[What this task involves] Every entry below needs to be repeated exactly as written.

Region pointing data
:::
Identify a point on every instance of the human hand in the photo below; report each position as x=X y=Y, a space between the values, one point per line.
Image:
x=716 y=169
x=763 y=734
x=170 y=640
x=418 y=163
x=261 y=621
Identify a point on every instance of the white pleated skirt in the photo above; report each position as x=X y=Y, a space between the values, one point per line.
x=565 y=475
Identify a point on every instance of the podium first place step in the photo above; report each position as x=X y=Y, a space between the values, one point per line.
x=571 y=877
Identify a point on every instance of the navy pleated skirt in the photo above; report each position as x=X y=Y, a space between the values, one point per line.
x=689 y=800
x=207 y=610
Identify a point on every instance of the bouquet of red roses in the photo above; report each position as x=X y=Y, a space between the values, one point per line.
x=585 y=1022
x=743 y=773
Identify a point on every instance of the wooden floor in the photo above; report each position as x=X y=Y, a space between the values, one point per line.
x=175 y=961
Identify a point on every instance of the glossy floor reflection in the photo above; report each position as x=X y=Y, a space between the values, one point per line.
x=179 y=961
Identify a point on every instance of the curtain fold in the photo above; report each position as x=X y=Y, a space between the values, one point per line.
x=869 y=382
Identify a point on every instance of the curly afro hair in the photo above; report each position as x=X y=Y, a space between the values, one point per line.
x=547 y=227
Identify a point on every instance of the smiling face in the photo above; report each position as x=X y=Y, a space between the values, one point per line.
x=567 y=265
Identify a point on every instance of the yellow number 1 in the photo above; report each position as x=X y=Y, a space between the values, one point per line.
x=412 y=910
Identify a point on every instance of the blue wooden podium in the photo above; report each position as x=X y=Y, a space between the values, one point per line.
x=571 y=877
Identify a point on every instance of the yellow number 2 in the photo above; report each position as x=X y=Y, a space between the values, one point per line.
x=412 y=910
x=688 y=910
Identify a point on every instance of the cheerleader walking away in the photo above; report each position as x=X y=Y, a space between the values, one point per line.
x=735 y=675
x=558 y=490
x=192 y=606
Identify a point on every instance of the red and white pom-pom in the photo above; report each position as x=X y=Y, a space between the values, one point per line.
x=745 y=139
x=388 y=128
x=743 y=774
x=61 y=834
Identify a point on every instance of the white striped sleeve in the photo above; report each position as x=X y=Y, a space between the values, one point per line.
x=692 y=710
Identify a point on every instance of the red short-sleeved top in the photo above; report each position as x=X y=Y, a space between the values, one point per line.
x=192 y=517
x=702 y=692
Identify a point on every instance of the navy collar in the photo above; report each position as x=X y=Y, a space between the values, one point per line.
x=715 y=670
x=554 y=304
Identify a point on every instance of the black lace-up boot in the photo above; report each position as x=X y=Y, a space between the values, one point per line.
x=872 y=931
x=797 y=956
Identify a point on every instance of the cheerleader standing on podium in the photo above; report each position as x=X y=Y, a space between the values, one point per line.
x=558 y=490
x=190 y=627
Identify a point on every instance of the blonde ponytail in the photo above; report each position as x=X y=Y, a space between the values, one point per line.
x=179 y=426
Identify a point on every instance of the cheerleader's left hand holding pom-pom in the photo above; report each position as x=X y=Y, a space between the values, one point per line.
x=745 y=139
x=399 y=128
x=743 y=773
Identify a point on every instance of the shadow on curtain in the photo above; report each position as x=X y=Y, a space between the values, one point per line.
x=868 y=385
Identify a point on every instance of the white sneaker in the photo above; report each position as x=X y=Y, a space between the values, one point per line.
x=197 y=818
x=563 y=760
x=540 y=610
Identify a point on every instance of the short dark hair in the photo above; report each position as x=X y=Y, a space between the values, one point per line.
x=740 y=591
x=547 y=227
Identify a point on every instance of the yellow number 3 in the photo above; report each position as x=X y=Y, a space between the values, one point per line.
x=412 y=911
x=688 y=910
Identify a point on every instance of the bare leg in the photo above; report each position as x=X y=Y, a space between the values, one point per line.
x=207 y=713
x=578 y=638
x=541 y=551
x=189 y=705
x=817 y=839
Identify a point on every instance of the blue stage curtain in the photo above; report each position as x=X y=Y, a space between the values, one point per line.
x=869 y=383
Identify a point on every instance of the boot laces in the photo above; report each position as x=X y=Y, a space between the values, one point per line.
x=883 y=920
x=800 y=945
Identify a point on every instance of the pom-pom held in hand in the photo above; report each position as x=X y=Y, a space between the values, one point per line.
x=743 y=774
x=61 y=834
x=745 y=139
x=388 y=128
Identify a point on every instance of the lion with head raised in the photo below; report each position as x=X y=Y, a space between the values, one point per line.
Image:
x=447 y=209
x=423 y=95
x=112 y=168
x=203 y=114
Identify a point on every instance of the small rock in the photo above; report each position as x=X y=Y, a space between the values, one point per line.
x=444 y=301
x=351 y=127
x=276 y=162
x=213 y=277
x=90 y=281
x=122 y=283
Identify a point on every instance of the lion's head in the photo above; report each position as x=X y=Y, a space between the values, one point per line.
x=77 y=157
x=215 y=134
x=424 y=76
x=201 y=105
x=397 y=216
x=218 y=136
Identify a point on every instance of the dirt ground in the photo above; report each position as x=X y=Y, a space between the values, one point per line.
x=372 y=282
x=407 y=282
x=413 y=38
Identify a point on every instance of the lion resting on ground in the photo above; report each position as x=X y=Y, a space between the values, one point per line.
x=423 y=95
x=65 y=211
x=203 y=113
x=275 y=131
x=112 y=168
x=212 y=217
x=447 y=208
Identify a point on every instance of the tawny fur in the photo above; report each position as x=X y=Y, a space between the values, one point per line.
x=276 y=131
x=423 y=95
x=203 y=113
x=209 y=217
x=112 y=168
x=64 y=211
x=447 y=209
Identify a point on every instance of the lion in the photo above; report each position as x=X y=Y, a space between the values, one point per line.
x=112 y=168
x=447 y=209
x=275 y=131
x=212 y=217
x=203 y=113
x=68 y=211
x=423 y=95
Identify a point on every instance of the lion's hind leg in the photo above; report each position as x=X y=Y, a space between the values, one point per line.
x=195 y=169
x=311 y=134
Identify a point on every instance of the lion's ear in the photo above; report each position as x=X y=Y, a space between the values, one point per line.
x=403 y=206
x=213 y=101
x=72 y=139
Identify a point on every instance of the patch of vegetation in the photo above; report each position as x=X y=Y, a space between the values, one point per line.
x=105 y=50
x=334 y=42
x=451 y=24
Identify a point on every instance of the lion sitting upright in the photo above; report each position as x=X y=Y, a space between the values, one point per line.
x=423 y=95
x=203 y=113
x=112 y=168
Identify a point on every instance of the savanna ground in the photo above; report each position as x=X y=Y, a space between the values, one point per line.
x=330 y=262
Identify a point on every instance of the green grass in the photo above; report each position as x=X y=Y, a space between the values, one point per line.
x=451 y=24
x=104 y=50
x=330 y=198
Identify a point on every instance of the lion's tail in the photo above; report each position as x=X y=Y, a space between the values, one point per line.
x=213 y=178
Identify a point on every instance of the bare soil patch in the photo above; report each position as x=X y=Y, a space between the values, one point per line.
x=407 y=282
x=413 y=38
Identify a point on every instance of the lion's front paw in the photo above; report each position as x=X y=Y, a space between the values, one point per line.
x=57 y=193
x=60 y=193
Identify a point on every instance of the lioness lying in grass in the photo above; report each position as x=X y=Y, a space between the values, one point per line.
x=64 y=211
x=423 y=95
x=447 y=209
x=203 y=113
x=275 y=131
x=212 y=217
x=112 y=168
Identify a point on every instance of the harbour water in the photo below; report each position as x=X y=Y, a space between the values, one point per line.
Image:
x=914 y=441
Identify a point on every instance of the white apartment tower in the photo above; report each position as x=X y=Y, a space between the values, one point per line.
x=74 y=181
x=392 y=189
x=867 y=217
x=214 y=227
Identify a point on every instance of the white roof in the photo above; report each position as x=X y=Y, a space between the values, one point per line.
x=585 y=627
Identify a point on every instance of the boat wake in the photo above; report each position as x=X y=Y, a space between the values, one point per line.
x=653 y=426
:::
[Task solution]
Identify a point on every instance of the human hand in the photo below; report each position as x=X y=Y, a space between the values, one point per line.
Image:
x=716 y=169
x=763 y=734
x=170 y=640
x=418 y=163
x=261 y=621
Identify a point on every instance of the white pleated skirt in the photo above; report each position as x=X y=Y, a space between the values, one point per line.
x=565 y=475
Identify a point on every instance of the podium first place step in the photo above; report each position as x=X y=Y, a space between the values, one point per line.
x=571 y=877
Identify a point on every instance of the navy pleated skirt in the photo above; report each position as x=X y=Y, a space between the values, one point per line.
x=689 y=800
x=207 y=610
Identify a point on every instance of the bouquet of red roses in the photo above; report each position as x=X y=Y, a space between the values, one point per line.
x=585 y=1022
x=743 y=773
Identify a point on every instance of the wooden floor in the photo above; report each position as x=X y=Y, a space between the values, one point per line.
x=175 y=961
Identify a point on every instance of the glossy floor reflection in the photo above; report each position as x=X y=Y, a space between the values, one point per line.
x=179 y=961
Identify a point on every instance of the curtain fold in the photo above; report each position as x=X y=Y, a space between the values, one point per line.
x=869 y=382
Identify a point on every instance of the curly afro hair in the photo above; report each position as x=X y=Y, a space between the values, one point per line.
x=547 y=227
Identify a point on every instance of the smiling face in the photo above; report each position as x=X y=Y, a space between the values, one point per line.
x=567 y=265
Identify a point on every instance of the yellow number 1 in the photo above; report each position as x=X y=Y, a space between the values, one point per line.
x=412 y=910
Identify a point on every instance of the blue wooden podium in the photo above; report each position as x=X y=Y, a space between the values, one point per line.
x=571 y=877
Identify a point on every instance of the yellow number 2 in the photo above; report each position as x=X y=Y, a space between the values, one point per line.
x=412 y=910
x=688 y=910
Identify a point on every instance of the cheerleader walking away in the photo above; report each position as x=X y=Y, a space between the values, one point per line.
x=735 y=675
x=558 y=490
x=192 y=606
Identify a point on every instance of the red and white pom-pom in the photo above; report each position as x=X y=Y, a space between the values, one point per line.
x=745 y=139
x=388 y=128
x=743 y=774
x=61 y=834
Identify a point on every instance of the white striped sleeve in the photo above; report each position as x=X y=Y, a space between the values, one point per line.
x=692 y=710
Identify a point on every instance of the red short-sleeved top in the photo above; report each position as x=X y=Y, a space between the values, one point per line.
x=192 y=517
x=702 y=692
Identify a point on every instance of the navy collar in the photo above; report each position as x=X y=Y, a space between the values, one point per line.
x=715 y=670
x=554 y=304
Identify a point on every instance of the black lace-up boot in the photo above; report each position as x=X y=Y, a space between the values, one point per line.
x=872 y=931
x=797 y=956
Identify a point on every instance of the cheerleader standing on podium in the photo above; report each position as x=X y=Y, a space between the values, one point per line.
x=558 y=490
x=190 y=627
Identify a point on every instance of the blonde ponytail in the photo above; report each position as x=X y=Y, a space between the values, one point per line.
x=179 y=426
Identify a point on every instance of the cheerleader's left hand holding pom-pom in the photo above; report each position as x=X y=Y, a space between the values, one point per line.
x=745 y=139
x=399 y=128
x=743 y=773
Identify a point on every instance of the shadow on curtain in the photo above; report each position as x=X y=Y, a space between the values, one point per line.
x=868 y=385
Identify a point on every instance of the white sneaker in the photo above; report each position as x=X y=Y, a space between the values, one point per line.
x=197 y=818
x=563 y=760
x=540 y=610
Identify a point on every instance of the short dark hair in the photo above; report each position as x=X y=Y, a space between the values, one point per line.
x=740 y=591
x=547 y=227
Identify a point on every instance of the yellow number 3 in the photo above; report each position as x=X y=Y, a space between the values, one point per line.
x=412 y=911
x=688 y=910
Identify a point on every instance of the bare leg in the photo above; report each position as x=X y=Y, a space between the values, one point per line.
x=207 y=713
x=578 y=638
x=541 y=551
x=189 y=705
x=817 y=839
Identify a point on every instance of the blue stage curtain in the photo above; report each position as x=X y=Y, a space between the values, one point per line.
x=869 y=383
Identify a point on every instance of the boot laces in the photo above; report each position as x=X y=Y, a space between the values, one point per line.
x=883 y=920
x=800 y=945
Identify a point on every instance of the pom-pom held in hand in the photo above; report each position as x=X y=Y, a space between the values, one point per line.
x=743 y=774
x=61 y=834
x=745 y=139
x=388 y=128
Identify a point on every instance of the lion with head raised in the photo below; report each position as x=X y=Y, a space between the values, one point per line.
Image:
x=447 y=209
x=423 y=95
x=112 y=168
x=203 y=114
Identify a point on every instance of the small rock in the photo above; report each position as x=X y=Y, a space between the values, one point per line.
x=444 y=301
x=351 y=127
x=276 y=162
x=213 y=277
x=90 y=281
x=122 y=283
Identify a point on every instance of the lion's head in the photo above; report each position as x=X y=Y, a space between the values, one point per line.
x=77 y=157
x=215 y=134
x=424 y=76
x=201 y=105
x=397 y=216
x=218 y=136
Identify a point on every instance of the dirt ground in the photo above; report each position as x=X y=Y, a space between the values, one point per line.
x=372 y=282
x=407 y=282
x=413 y=38
Identify a point on every instance of the lion resting on ground in the photo above; report each position as x=X y=Y, a space between the values, one point per line.
x=423 y=95
x=65 y=211
x=203 y=113
x=275 y=131
x=112 y=168
x=212 y=217
x=447 y=208
Identify a point on every instance of the tawny fur in the photo above; report each position as x=X y=Y, a space between the values, one point per line.
x=276 y=131
x=423 y=95
x=203 y=113
x=209 y=217
x=112 y=168
x=64 y=211
x=447 y=209
Identify a point on every instance of the lion in the photo above; report each position as x=X y=Y, a space between the values, one point per line.
x=112 y=168
x=447 y=209
x=275 y=131
x=212 y=217
x=203 y=113
x=68 y=211
x=423 y=95
Identify a point on every instance of the lion's hind leg in the photo above; report each position as x=X y=Y, a space between the values, one point per line.
x=195 y=169
x=311 y=134
Identify a point on every instance of the lion's ear in the photo above; report each position as x=X y=Y, a space between the values, one point per line.
x=403 y=206
x=213 y=101
x=72 y=139
Identify a point on every instance of the patch of vegetation in the photo above; report each position as x=X y=Y, a space between the values, one point per line.
x=105 y=50
x=334 y=42
x=451 y=24
Identify a point on every instance of the lion sitting upright in the photo above; report each position as x=X y=Y, a space between the values, one point per line.
x=423 y=95
x=203 y=113
x=112 y=168
Identify a point on every instance of the savanna ground in the photo above; report each position as x=X y=Y, a space between the values, one point per line.
x=330 y=262
Identify a point on every instance of the green grass in the photo above; report each position as x=X y=Y, a space between the values, one point per line.
x=451 y=24
x=104 y=50
x=330 y=198
Identify a point on every instance of the lion's tail in the photo above; report each position as x=X y=Y, a space between the values, one point per line.
x=213 y=178
Identify a point on every instance of the bare soil patch in the photo above; report each position as x=X y=Y, a space between the values, one point per line.
x=407 y=282
x=413 y=38
Identify a point on every instance of the lion's front paw in the photo above; report each position as x=X y=Y, a space between the values, one point per line.
x=57 y=193
x=60 y=193
Identify a point on every instance of the lioness lying in grass in the photo above; report each position as x=X y=Y, a space between the values, one point per line.
x=64 y=211
x=423 y=95
x=447 y=209
x=203 y=113
x=275 y=131
x=212 y=217
x=112 y=168
Identify a point on every instance of the harbour water in the photo below; report each position as x=X y=Y, a space between the values, one point per line.
Image:
x=914 y=441
Identify a point on every instance of the white apartment tower in the photo above; report each position as x=X y=Y, a space between the values, one point per line.
x=74 y=181
x=392 y=189
x=867 y=217
x=214 y=227
Identify a point on every instance of the white roof in the photo above; report each position as x=X y=Y, a space between the values, one point per line.
x=585 y=627
Identify a point on every instance of the boat wake in the photo above; report each position as x=X y=Y, a space between the values, one point per line.
x=653 y=426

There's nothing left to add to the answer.